Referring expression data:
- - -

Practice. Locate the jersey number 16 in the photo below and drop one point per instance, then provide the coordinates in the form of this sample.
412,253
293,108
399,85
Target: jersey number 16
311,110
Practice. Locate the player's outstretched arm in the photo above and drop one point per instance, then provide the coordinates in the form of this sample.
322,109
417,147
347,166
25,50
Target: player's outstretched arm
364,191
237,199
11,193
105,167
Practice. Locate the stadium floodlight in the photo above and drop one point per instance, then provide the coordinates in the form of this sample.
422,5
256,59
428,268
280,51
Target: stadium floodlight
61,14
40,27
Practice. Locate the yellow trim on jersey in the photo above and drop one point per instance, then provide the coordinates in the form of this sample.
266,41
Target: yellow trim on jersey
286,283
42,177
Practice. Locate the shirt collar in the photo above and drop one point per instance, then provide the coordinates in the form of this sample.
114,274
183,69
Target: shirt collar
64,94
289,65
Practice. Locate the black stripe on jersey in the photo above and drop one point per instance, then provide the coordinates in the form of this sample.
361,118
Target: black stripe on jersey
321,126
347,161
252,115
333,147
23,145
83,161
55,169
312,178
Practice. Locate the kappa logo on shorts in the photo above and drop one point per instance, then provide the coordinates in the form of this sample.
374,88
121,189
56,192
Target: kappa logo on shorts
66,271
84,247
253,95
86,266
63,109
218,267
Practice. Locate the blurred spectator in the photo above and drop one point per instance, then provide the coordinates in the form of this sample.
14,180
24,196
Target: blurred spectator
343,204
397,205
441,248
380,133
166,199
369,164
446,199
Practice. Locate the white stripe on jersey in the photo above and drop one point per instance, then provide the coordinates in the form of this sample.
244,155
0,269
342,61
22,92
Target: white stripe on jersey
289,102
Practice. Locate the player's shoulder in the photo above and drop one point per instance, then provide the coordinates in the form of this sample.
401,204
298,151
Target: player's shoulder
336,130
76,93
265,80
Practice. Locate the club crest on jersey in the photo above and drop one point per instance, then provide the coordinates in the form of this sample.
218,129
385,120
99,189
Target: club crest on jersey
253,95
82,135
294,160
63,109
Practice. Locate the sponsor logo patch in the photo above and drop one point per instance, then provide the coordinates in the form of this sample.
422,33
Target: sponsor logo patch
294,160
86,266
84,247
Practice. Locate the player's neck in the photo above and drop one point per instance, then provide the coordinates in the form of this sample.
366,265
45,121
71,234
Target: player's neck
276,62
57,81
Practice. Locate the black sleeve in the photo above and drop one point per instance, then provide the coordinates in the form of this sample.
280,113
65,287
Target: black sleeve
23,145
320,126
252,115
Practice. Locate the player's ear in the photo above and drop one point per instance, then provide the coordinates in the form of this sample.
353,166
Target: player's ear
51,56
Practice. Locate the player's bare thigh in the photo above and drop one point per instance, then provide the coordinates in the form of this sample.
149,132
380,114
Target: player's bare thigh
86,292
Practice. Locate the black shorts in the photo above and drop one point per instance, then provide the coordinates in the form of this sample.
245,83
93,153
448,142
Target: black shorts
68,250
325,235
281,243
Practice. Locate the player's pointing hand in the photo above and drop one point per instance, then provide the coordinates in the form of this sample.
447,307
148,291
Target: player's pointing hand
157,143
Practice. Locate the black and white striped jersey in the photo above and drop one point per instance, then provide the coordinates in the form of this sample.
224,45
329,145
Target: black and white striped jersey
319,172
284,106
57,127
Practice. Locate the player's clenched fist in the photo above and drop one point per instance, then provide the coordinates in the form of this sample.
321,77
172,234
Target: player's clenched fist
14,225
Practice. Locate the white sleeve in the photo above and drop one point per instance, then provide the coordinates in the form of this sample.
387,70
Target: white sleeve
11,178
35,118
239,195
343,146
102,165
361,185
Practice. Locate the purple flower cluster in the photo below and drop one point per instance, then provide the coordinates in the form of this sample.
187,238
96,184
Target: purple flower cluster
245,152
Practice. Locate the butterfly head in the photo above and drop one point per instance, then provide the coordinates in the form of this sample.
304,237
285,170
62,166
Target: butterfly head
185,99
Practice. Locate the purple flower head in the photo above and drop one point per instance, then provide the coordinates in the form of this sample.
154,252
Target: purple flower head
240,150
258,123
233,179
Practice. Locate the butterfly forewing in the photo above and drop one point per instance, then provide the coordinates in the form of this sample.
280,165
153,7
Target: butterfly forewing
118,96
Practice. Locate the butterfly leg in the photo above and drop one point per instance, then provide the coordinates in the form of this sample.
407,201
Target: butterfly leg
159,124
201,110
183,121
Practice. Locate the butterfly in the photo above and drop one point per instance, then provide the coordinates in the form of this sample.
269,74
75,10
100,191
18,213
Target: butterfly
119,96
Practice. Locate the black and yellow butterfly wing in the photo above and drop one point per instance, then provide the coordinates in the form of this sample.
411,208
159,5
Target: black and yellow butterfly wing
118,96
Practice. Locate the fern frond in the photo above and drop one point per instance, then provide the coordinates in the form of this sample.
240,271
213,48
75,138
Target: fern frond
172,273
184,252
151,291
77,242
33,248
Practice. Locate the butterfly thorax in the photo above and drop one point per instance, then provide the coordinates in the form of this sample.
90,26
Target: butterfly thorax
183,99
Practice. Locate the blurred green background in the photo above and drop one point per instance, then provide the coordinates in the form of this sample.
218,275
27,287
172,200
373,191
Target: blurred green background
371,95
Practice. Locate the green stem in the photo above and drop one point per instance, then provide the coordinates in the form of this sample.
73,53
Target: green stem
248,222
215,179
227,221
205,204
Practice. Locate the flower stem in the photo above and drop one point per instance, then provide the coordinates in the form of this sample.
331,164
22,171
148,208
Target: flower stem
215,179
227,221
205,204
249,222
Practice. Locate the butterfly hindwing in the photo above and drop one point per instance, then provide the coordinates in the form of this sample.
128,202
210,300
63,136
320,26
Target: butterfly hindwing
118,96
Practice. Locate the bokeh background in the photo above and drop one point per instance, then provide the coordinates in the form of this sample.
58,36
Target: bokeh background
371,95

- - -

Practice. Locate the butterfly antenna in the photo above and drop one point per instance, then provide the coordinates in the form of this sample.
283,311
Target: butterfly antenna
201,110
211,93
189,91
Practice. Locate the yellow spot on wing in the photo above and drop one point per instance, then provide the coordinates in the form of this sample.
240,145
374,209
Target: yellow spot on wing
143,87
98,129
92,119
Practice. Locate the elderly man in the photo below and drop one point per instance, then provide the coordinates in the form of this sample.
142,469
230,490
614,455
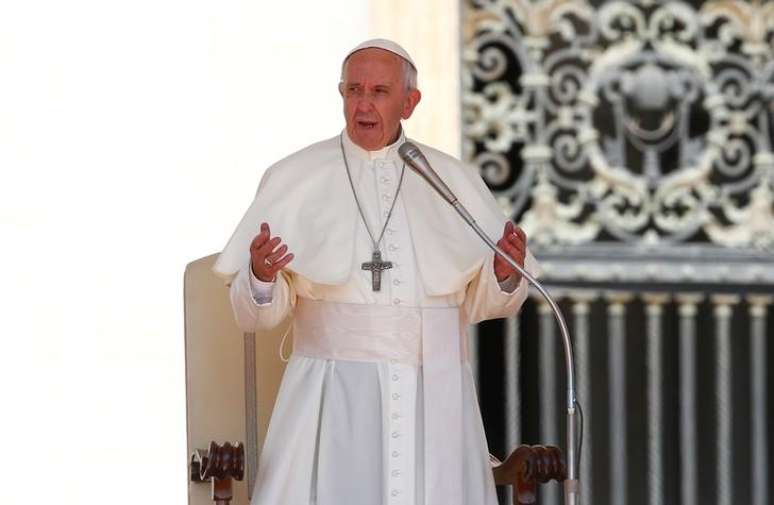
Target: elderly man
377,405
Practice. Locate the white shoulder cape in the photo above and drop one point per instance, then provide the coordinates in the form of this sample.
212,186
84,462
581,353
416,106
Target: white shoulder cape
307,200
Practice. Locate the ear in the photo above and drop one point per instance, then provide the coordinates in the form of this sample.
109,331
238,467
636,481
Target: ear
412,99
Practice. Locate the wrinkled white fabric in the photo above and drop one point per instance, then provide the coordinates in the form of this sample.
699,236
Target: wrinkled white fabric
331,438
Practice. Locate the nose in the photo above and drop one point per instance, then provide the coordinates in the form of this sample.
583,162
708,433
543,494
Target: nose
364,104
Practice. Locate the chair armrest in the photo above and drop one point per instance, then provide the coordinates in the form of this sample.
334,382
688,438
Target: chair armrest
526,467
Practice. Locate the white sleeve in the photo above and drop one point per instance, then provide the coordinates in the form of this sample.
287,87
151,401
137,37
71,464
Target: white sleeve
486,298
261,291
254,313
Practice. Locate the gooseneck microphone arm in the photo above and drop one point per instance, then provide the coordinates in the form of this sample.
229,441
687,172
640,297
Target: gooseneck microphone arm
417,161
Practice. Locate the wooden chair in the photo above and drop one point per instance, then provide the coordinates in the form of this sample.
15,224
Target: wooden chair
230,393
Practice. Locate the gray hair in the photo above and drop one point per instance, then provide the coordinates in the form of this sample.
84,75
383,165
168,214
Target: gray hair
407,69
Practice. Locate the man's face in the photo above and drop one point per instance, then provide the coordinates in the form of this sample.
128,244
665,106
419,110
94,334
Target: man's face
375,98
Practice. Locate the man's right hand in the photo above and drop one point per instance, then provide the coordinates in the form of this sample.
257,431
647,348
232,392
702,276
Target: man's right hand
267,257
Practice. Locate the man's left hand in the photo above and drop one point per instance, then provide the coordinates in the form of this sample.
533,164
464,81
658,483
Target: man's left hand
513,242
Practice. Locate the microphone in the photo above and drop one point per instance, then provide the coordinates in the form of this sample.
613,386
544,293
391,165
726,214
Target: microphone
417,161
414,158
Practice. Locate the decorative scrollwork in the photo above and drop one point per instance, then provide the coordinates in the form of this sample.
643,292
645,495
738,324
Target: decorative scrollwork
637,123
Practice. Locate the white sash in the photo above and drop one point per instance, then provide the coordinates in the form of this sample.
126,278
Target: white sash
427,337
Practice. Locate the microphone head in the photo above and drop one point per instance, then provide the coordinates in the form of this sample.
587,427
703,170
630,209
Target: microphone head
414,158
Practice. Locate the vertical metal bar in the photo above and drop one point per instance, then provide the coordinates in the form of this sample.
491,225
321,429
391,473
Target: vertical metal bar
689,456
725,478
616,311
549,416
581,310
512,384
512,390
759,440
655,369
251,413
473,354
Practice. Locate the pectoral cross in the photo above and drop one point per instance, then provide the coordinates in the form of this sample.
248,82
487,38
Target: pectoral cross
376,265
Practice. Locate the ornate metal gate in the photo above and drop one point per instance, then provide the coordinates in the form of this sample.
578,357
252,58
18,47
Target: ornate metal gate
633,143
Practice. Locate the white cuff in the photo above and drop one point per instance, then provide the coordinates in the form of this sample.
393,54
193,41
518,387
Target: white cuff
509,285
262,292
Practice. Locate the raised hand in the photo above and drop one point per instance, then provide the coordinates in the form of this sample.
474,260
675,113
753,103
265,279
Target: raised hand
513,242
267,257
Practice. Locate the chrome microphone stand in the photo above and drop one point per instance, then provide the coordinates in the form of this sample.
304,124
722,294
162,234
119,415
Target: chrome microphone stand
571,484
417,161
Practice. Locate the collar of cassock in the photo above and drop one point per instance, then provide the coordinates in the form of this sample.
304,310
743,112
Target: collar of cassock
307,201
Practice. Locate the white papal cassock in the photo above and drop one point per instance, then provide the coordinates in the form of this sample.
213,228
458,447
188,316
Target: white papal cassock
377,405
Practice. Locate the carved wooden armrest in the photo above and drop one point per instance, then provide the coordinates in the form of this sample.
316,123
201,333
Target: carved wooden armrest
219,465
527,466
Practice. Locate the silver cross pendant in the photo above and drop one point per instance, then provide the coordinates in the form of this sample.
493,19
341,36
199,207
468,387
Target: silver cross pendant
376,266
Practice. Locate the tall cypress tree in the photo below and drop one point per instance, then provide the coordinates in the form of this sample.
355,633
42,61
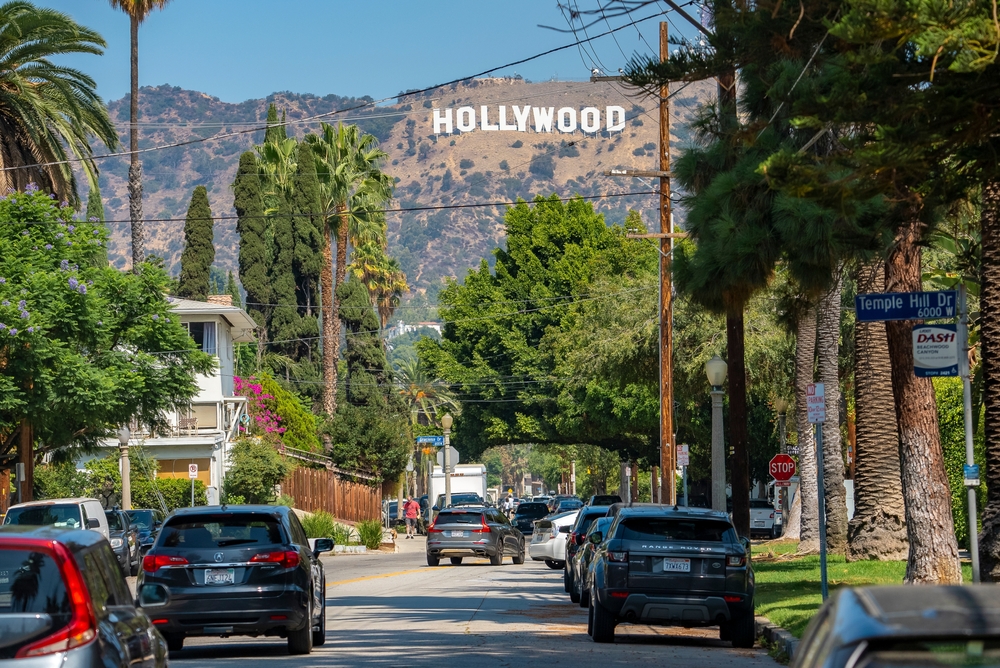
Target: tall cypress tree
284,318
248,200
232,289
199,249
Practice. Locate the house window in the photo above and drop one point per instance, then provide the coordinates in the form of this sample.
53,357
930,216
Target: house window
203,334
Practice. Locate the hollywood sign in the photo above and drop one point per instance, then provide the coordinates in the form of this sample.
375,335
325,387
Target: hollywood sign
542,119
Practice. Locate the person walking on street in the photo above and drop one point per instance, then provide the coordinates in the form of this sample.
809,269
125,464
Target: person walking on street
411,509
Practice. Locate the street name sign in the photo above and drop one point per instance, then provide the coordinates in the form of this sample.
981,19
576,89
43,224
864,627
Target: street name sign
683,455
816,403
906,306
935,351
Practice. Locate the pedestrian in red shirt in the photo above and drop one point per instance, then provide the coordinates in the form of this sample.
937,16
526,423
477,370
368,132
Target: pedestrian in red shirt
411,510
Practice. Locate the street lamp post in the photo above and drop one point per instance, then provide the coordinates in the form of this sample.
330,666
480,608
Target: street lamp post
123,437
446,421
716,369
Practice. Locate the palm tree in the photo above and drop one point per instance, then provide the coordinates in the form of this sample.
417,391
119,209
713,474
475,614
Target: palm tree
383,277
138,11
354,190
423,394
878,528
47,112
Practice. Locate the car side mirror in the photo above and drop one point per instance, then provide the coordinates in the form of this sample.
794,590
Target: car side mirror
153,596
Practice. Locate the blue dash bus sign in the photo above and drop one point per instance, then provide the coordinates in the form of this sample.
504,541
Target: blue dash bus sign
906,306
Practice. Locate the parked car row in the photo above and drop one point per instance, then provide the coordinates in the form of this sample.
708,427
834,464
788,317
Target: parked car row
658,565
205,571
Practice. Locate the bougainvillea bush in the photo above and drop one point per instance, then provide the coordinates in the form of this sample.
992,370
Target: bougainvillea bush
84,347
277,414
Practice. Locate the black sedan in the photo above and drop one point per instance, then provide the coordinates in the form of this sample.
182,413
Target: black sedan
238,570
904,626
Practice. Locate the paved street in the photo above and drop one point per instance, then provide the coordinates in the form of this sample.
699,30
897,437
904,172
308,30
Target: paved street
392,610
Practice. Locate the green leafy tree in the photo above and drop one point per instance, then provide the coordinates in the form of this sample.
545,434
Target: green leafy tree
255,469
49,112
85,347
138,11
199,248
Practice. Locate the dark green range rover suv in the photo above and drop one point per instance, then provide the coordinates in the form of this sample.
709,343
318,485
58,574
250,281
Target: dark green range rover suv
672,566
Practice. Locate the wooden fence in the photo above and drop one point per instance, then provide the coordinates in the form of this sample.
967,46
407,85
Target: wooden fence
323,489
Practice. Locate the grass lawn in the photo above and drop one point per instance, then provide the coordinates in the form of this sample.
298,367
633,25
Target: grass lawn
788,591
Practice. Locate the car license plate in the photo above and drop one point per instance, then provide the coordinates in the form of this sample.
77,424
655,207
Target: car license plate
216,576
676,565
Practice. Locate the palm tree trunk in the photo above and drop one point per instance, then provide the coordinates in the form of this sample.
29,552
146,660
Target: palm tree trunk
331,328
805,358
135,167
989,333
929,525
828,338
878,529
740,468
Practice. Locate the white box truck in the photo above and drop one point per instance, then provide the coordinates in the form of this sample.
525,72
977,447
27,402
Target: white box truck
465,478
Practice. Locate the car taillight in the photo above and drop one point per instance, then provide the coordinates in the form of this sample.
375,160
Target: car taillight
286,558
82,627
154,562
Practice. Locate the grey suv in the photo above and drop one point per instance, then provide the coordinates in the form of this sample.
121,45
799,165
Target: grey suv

- - -

Find "Target: car license plate" in the entries above and copy that whole line exactly, then each line after it through the line that contains "Target: grey suv".

Target: car license plate
216,576
676,565
Practice. Locate the palm tree trunk in the photo above and drop one point per instance, then provide the coordinates in the form of this sample.
29,552
146,660
Target: palm tree trunk
331,328
805,358
135,167
989,333
929,525
828,338
878,529
740,468
Practice. Locate the white box truck in the photo above and drop one point per instance, then provide the coordinates in the form of this sample.
525,72
977,447
27,402
Target: white box truck
465,478
Practice. Locate the car taillight in the photo above and drop one point per instance, then provide the coordinates in the form of this sample.
375,160
Target: car taillight
286,558
82,627
154,562
Practice. Locate the grey suv in the photo above and drop one point per instance, then provide the coordinates in the form of this sample.
121,45
799,165
Target: grey suv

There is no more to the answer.